_STUDY QUESTIONS_.
1: Please output, word for word, the part of the comments starting with "3. Mahmood Malik" and going on through "This is bigotry.".
2: In the comments, what saying does Mahmood Malik quote about swords?

_PAGE TEXT_.
——————————

    What we need to do is provide our children with access to more and more books and material that gives wider and broader views of history. And we need to improve our reading habits as well. If we have issues with propaganda , then we need to counter the propaganda with logic and rationale. There is no reason to think that “liberals” and “Secularists” are not engaged in Propaganda themselves. That is what my ability to reason tells me ; not to believe anything that is being continually repeated.

    I am sorry for such a lengthy post but I have been reading about this “Propaganda” theory for quite a while now and thought I would contribute a bit to what is my opinion about this Secularist conspiracy theory where evil, shadowy forces are busy in Propaganda to kill inquiring minds.

  2. Waheed Mazhar says:

    I like your analysis. The polarization reflected in PTI and PAT supporters, to some extent, is the result of their leaders extreme position and rhetoric. I understand that the media and ideological textbook propaganda has also played its role in creating a “with us” or “against us” sentiment among the people. However, the thing that surprises me is, what difference does a better education has made on Mr. Imran Khan? He read in the best institutions of the world and is no better than his supporters so far the temperament and quality of discourse is concerned. I would like to make it absolutely clear that I have no doubt on the good intentions of Mr. Khan, and I appreciate his concern for the masses and patriotism as well, but the kind of language, temperament and discourse he has initiated is something I am unable to reconcile with his stature and education.

  3. Mahmood Malik says:

    There is beauty in diversity. Man is given mind. Everyone thinks in his or her own way. How anyone else can control one’s feelings and thought? Man is born free. How someone may bind him/her in shackles? Yes, you may bind someone with shackles of love,sincerity and affection. This bond of love won’t break easily. But any changes on the basis of force and coercion don’t last long.

    How rightly is said, “Swords may win territories but not hearts.” Man’s conscience requires freedom of thought and belief. Why force someone to agree to our point of view? This is bigotry.
——————————
_DATASET_.
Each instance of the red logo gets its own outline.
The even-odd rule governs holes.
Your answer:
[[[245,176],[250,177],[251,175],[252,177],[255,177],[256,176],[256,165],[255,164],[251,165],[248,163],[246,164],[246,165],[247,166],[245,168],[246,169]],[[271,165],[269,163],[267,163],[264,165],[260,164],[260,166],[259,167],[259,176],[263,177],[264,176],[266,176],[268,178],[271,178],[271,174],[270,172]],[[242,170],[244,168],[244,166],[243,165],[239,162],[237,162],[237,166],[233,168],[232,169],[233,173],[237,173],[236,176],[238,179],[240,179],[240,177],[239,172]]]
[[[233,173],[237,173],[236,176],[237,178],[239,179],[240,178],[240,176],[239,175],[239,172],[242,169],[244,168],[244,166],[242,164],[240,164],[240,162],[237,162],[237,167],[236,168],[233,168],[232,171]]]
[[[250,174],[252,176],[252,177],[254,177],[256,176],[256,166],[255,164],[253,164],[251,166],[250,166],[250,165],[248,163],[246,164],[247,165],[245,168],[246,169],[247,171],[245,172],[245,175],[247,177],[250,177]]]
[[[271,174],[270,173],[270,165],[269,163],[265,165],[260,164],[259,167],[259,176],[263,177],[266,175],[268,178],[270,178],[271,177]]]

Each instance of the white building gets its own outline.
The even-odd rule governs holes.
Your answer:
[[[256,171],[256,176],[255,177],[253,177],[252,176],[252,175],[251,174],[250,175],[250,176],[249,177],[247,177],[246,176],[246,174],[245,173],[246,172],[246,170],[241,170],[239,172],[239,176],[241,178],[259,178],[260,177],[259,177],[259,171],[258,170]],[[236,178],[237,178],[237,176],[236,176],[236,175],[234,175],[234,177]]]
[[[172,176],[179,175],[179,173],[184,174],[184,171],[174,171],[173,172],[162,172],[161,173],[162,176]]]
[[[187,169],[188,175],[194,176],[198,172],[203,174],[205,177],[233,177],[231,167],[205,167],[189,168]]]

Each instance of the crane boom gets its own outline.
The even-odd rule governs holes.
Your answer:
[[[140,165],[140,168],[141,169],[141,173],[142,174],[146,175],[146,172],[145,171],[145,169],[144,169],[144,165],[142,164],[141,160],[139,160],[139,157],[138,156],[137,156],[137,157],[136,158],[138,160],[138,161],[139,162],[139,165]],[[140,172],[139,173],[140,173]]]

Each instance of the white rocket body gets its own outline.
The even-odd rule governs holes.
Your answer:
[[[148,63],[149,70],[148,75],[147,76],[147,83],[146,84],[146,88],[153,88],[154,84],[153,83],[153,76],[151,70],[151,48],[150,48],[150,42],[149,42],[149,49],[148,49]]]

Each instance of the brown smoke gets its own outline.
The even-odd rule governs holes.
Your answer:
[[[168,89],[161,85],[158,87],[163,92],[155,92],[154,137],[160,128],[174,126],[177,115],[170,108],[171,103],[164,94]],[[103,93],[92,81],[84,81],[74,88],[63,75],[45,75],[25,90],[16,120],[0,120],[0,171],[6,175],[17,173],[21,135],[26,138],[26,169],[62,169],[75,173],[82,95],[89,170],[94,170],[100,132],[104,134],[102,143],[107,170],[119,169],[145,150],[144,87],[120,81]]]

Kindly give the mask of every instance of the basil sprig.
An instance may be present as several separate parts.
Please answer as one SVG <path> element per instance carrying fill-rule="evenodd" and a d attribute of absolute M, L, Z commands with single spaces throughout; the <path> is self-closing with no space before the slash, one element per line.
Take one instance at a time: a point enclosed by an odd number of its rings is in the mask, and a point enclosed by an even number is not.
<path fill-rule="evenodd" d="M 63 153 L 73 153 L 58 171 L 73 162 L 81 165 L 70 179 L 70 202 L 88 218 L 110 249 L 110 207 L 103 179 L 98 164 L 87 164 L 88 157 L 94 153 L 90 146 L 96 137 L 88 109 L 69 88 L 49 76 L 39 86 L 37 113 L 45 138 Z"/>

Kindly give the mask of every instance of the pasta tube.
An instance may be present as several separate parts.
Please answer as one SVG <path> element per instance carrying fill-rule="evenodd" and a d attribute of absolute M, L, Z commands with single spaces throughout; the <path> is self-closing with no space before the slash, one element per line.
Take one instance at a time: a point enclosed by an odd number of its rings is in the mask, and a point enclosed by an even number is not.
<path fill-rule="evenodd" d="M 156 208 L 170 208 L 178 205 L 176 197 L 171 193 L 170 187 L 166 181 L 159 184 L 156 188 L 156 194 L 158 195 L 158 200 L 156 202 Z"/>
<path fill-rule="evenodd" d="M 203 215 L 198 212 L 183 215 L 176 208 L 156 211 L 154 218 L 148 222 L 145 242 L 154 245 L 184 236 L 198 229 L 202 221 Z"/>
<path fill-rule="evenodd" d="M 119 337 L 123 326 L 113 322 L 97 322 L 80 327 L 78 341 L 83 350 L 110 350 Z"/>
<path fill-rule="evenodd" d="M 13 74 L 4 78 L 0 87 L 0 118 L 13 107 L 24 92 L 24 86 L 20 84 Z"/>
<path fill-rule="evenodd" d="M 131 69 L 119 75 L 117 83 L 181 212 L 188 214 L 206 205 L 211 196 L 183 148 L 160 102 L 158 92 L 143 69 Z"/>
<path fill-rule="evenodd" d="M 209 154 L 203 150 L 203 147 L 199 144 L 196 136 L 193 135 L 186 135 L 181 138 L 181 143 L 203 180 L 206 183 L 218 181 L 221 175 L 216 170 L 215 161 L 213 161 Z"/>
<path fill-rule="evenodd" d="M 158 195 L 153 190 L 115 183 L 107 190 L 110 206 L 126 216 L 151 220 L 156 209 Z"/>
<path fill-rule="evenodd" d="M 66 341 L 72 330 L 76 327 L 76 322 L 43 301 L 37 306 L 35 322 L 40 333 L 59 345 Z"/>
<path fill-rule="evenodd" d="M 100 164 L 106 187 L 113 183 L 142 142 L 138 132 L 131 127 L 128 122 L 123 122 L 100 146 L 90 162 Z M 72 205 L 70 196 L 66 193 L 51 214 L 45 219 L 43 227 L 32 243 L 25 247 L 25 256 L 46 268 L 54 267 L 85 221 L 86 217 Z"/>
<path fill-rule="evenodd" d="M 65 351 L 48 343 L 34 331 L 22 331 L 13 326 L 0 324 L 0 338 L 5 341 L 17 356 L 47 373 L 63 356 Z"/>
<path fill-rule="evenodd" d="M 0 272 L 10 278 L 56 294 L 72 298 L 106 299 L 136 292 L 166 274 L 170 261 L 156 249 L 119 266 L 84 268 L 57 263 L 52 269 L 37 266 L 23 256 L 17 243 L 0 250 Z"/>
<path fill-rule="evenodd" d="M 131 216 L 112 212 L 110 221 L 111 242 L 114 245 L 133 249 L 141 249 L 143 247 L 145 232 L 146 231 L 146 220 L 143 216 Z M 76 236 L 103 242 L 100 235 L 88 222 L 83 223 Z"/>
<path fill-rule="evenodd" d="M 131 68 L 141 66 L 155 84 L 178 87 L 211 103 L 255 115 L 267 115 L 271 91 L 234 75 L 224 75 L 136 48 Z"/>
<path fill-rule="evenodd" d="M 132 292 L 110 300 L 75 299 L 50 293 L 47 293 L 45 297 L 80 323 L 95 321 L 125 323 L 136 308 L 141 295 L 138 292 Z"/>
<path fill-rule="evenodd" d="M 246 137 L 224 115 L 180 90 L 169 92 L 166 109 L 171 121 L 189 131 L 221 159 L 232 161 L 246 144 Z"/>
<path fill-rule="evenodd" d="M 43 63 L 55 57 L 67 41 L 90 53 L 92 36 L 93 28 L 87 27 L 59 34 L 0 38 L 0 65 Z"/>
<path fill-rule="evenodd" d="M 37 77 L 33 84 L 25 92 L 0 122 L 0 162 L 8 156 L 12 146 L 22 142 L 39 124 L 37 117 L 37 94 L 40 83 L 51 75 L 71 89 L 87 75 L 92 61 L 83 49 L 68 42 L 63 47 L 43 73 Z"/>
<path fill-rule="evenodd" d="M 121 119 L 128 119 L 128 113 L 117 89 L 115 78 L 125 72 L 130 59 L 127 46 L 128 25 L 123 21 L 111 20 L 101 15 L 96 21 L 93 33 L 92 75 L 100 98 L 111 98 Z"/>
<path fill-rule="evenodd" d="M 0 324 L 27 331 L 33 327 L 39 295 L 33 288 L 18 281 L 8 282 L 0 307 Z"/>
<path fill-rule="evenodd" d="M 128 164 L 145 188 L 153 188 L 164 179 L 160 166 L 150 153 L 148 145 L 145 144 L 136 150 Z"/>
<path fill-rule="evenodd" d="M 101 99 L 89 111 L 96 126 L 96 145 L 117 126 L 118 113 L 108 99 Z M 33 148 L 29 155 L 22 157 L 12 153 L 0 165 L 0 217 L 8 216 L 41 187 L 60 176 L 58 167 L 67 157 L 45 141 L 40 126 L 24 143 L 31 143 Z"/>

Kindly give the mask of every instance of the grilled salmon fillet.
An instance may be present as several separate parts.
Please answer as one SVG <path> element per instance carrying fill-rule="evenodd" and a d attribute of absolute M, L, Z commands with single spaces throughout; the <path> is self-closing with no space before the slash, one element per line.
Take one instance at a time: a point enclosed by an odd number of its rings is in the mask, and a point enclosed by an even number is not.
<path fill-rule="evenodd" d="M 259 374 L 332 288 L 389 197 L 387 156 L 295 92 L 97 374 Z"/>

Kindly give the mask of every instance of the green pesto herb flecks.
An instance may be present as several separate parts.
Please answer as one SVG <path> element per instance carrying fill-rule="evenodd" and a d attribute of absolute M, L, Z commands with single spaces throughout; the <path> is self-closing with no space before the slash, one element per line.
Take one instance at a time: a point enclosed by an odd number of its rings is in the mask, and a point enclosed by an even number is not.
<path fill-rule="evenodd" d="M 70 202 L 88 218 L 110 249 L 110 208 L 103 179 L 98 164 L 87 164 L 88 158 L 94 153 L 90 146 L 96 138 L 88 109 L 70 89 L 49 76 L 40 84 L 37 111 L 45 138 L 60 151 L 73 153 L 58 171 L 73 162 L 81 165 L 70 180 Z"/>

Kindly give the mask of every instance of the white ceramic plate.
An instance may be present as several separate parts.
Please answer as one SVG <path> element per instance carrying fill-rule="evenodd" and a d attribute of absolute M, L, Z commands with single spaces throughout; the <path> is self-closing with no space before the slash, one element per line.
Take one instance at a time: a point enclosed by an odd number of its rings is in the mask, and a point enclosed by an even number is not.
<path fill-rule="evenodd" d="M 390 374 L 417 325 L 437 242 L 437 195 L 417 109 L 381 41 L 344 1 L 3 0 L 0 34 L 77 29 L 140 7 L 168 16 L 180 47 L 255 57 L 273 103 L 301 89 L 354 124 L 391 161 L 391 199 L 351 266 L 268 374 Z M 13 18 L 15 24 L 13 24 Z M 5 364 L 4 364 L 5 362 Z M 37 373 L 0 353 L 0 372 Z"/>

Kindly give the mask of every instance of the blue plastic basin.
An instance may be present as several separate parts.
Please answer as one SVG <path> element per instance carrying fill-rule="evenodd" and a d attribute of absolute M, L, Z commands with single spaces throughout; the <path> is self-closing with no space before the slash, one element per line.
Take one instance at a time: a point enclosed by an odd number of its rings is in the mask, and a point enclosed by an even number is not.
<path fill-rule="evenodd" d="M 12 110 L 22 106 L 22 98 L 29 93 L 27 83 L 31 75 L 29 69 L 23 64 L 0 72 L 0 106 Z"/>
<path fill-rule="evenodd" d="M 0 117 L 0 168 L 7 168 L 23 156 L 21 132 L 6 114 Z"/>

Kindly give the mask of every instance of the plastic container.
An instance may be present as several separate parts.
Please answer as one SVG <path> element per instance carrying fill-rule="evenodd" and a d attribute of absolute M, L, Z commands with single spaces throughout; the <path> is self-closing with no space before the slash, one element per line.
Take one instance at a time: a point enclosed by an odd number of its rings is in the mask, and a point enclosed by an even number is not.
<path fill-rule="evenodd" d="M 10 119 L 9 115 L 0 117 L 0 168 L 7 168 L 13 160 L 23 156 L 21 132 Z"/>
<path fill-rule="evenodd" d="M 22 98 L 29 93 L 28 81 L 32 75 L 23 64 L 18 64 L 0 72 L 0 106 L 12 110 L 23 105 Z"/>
——————————
_RESULTS OF THE TASKS_.
1:
3. Mahmood Malik says:

    There is beauty in diversity. Man is given mind. Everyone thinks in his or her own way. How anyone else can control one’s feelings and thought? Man is born free. How someone may bind him/her in shackles? Yes, you may bind someone with shackles of love,sincerity and affection. This bond of love won’t break easily. But any changes on the basis of force and coercion don’t last long.

    How rightly is said, “Swords may win territories but not hearts.” Man’s conscience requires freedom of thought and belief. Why force someone to agree to our point of view? This is bigotry.

2: "Swords may win territories but not hearts."